═══ Sayfa metni ═══

Akıldışılık üzerine-Metin Çulhaoğlu
Bugün Türkiyede sol adına verilecek mücadelenin mevcut duruma ilişkin sağlıklı analizleri temel alıp akılcı biçimde yürütülmesi gerektiğini herhalde herkes kabul edecektir.
Bu gereklilikleri boşa düşürüp yersiz kılacak herhangi bir durum tasavvur etmek güçtür. Çünkü mücadelenin hedefinde duran tarafın da şöyle ya da böyle bir aklı olması gerekir. O da kendince birtakım analizler yapmakta, adımlarını inceden inceye hesaplayarak atmaktadır. Siz de bunları tespit eder, değerlendirir, kendi karşı politikalarınızı buna göre akılcı biçimde belirlersiniz
İyi güzel de, ya karşı tarafa akıl izafesi güçleşmişse?
***
Ergin Yıldızoğlu 26 Kasım günü Cumhuriyette yayınlanan yazısında (Tezgâhta Varoluşun Dayanılmaz Hafifliği) iktidardaki AKPnin projesini değerlendirirken, yerleşik siyaset terminolojisinin dışında kavramlara başvurmak zorunda kalmış: Histerik telaş, paranoya, büyüklük kompleksi, narsisizm gibi
Haksız olduğunu, durumu abarttığını söyleyebilir misiniz?

═══ Verilen satırlar ═══

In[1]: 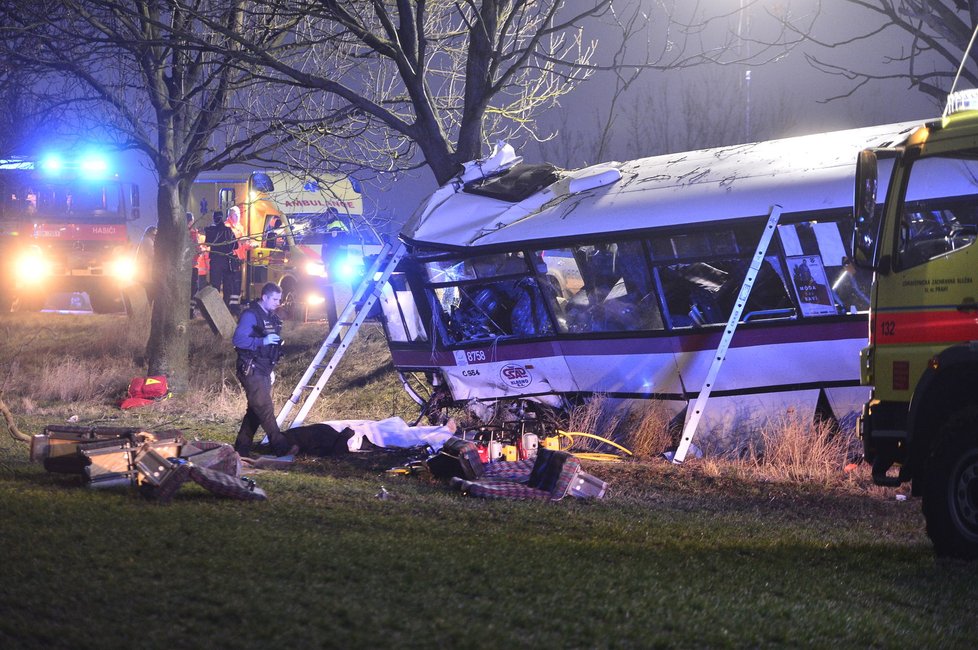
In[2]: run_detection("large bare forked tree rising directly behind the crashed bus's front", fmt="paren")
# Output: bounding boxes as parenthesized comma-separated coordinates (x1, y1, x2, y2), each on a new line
(194, 0, 772, 183)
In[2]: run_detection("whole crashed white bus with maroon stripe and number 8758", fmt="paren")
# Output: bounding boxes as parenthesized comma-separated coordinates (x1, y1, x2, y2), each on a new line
(374, 124, 912, 451)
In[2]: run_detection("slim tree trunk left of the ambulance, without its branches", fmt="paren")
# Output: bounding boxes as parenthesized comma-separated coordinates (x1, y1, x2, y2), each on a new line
(146, 179, 191, 392)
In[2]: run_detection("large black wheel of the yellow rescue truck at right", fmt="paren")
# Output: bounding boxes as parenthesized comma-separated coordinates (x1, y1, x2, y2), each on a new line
(923, 408, 978, 560)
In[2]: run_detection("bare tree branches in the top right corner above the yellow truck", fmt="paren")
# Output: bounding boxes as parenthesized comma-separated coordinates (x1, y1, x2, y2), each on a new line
(785, 0, 978, 105)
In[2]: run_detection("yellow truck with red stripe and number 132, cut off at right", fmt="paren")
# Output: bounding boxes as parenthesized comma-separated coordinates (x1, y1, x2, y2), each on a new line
(853, 91, 978, 559)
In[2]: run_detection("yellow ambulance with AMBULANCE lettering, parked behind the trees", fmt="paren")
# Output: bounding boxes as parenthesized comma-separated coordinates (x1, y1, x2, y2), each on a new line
(190, 171, 380, 322)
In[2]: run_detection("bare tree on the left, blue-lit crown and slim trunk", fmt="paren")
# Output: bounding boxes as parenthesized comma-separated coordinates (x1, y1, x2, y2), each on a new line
(0, 0, 290, 389)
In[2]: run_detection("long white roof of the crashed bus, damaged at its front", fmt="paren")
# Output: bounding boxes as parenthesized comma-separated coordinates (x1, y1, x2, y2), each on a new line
(401, 122, 920, 249)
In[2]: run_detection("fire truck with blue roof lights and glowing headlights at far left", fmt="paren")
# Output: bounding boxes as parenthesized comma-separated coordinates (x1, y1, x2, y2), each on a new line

═══

* _Hedefin_:
Lütfen akıldışılık üzerine yazıdan bir bölümü aynen çıkar: "Akıldışılık üzerine-Metin Çulhaoğlu" sözcüklerinin geçtiği yerden başla, "herkes kabul edecektir." sözcüklerinden sonra dur.

* _Yazılı çözüm_:
Akıldışılık üzerine-Metin Çulhaoğlu
Bugün Türkiyede sol adına verilecek mücadelenin mevcut duruma ilişkin sağlıklı analizleri temel alıp akılcı biçimde yürütülmesi gerektiğini herhalde herkes kabul edecektir.